### Data listing
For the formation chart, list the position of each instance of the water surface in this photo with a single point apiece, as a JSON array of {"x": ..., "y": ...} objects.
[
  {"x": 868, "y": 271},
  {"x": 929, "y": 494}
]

### Task
Write out the complete set of records exactly as given.

### Result
For the formation chart, list the position of each instance of the water surface in this photo with a single point apiece, as a JSON array of {"x": ..., "y": ...} objects.
[
  {"x": 868, "y": 271},
  {"x": 929, "y": 494}
]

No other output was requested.